> **Instructions for the task**: Copy every line in the listing that contains "white".

> **Material for the task**:

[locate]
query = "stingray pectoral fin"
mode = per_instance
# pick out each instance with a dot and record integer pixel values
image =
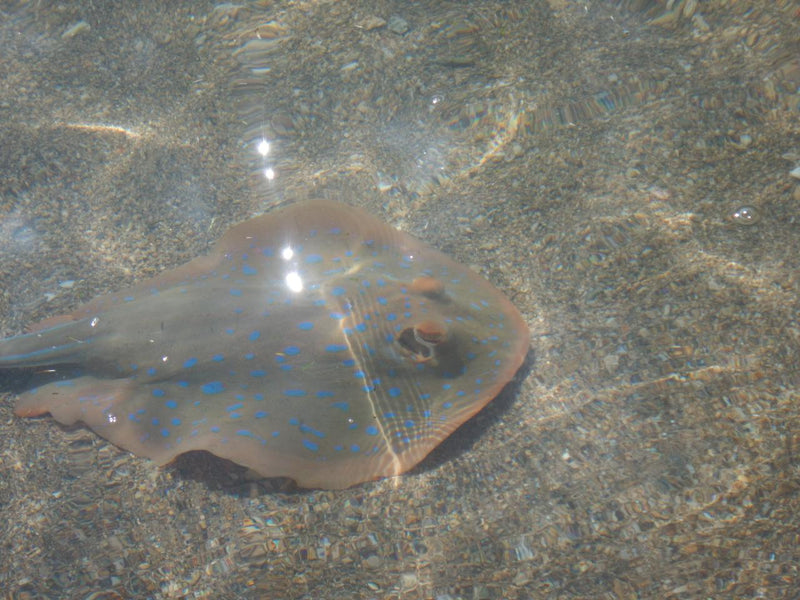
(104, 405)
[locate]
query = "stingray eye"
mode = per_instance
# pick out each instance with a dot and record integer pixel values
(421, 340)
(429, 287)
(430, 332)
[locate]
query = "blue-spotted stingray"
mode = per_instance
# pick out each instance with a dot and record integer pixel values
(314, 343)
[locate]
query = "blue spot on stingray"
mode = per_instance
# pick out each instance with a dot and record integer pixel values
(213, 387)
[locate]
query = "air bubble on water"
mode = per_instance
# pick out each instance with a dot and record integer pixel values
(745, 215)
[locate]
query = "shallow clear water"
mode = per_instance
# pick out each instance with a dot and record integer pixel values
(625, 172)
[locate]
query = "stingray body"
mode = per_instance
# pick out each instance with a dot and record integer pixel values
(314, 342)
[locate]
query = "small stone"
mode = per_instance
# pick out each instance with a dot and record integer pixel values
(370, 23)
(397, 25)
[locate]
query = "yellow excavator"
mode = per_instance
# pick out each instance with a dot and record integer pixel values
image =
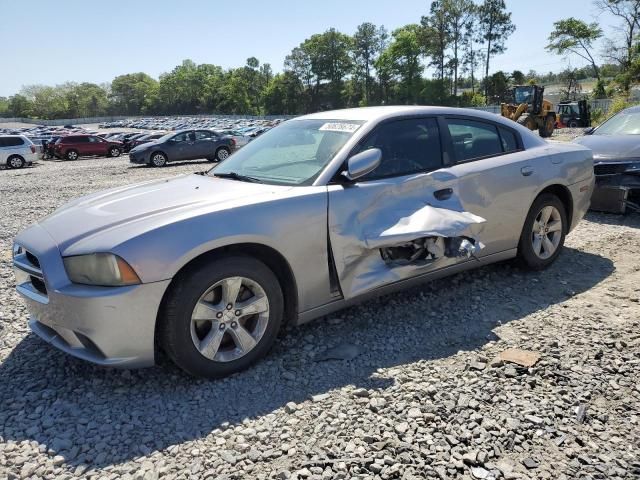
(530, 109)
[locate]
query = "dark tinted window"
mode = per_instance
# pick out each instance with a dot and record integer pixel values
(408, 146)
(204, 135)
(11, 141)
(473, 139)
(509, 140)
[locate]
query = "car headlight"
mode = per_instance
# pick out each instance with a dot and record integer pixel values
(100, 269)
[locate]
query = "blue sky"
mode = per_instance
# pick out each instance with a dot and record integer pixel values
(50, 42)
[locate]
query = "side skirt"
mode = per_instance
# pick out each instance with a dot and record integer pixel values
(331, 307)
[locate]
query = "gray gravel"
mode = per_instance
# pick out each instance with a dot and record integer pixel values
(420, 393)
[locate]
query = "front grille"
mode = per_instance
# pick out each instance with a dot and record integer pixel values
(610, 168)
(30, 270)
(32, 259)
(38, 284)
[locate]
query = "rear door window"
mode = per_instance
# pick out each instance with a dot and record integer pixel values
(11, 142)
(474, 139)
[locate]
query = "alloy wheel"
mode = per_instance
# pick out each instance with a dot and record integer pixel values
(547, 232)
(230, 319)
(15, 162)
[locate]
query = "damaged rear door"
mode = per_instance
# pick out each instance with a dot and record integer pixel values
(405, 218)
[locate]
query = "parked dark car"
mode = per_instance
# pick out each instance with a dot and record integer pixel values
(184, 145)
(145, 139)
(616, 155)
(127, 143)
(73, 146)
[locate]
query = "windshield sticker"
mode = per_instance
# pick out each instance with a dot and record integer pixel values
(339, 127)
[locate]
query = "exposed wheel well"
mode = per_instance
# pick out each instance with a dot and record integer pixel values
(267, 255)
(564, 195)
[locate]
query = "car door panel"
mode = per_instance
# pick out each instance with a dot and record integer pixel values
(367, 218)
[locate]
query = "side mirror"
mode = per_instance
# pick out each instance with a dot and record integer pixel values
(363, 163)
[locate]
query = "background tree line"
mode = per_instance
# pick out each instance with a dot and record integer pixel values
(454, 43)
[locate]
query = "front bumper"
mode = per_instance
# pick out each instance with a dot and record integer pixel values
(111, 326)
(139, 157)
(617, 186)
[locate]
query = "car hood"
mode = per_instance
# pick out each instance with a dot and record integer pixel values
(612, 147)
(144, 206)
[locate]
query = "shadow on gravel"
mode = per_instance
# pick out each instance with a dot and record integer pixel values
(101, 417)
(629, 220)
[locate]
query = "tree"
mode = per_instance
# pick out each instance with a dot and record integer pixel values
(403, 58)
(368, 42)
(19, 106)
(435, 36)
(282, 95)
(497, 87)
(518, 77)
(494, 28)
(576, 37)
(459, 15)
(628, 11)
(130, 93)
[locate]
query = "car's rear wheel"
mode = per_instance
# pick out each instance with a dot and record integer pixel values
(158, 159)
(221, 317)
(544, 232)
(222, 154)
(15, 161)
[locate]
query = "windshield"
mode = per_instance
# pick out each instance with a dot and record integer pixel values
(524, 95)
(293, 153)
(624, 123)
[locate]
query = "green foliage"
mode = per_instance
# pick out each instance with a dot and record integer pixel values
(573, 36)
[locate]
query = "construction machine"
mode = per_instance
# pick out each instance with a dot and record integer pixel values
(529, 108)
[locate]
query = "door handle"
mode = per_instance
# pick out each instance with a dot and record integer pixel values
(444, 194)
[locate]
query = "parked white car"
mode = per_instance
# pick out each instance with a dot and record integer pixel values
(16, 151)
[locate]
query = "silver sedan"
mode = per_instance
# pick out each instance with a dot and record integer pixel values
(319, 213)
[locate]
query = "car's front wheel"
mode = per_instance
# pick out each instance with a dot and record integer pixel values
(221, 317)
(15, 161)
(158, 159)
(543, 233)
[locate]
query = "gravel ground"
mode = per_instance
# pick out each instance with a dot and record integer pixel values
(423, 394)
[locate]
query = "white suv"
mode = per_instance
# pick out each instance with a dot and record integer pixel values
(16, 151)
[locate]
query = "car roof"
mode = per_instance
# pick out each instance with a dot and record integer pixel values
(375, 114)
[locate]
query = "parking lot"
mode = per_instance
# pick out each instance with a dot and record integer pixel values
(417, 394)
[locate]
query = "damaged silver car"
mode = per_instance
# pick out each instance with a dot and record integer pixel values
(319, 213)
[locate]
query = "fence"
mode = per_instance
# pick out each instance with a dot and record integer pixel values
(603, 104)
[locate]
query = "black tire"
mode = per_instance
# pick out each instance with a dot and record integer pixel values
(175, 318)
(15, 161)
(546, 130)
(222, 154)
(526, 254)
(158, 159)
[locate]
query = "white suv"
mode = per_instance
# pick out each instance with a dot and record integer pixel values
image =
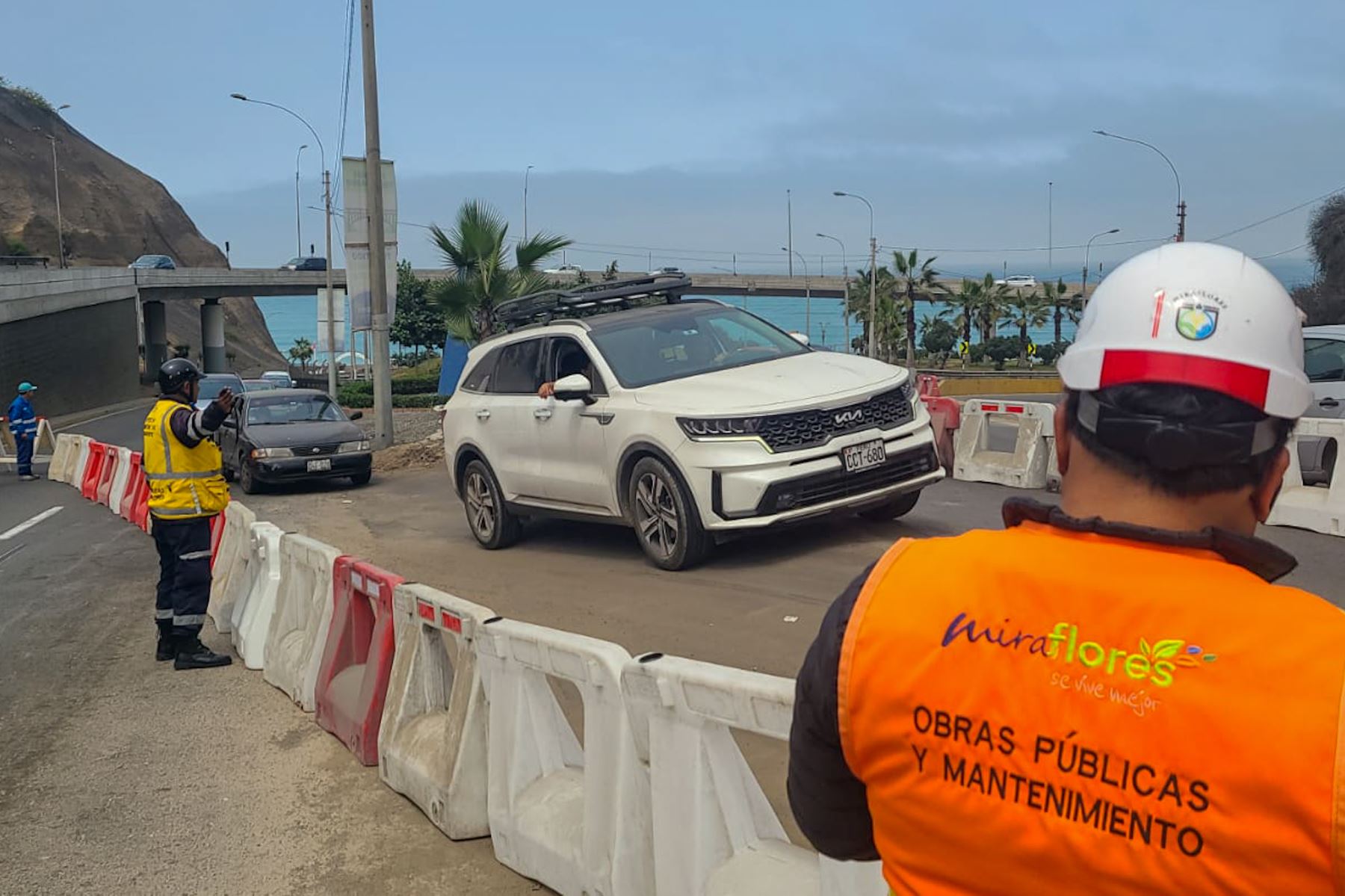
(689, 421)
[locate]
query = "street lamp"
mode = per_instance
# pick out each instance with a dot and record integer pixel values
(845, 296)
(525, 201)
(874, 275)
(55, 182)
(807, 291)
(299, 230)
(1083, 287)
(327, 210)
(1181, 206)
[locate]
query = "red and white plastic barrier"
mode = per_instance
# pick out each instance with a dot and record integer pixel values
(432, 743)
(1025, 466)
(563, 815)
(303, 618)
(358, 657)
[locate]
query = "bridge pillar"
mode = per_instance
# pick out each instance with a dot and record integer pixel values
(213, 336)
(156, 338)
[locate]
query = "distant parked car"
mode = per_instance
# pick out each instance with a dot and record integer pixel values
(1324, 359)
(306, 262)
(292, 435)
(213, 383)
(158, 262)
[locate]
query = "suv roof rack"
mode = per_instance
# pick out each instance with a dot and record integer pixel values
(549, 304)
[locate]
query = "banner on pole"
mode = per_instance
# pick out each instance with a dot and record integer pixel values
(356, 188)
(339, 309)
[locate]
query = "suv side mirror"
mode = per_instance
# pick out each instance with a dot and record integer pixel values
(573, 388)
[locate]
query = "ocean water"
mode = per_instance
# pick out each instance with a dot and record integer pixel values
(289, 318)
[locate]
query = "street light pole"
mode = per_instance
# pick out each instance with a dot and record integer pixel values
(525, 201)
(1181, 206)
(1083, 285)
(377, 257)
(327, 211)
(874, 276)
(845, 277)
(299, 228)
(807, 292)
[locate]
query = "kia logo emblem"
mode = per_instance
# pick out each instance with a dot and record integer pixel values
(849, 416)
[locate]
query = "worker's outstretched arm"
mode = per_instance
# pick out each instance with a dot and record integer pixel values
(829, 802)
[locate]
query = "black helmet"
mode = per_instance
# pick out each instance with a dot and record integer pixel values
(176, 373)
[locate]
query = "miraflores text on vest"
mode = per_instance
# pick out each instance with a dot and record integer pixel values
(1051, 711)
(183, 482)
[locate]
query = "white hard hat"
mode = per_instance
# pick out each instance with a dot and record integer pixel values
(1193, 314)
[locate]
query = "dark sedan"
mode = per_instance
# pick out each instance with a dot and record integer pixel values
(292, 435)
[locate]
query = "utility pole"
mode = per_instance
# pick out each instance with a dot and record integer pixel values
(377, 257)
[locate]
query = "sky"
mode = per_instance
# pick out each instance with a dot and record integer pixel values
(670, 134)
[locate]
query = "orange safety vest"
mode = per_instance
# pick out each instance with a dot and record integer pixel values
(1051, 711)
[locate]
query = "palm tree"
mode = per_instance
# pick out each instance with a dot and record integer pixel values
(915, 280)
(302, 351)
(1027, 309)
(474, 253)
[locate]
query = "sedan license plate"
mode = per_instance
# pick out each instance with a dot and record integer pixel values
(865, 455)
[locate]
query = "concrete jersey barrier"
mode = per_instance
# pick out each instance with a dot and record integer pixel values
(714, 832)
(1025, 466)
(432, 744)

> **Answer to the problem**:
query = "parked white car"
query = "white suv"
query = "white suv"
query = "red and white plastic barrier"
query = "white hard hat"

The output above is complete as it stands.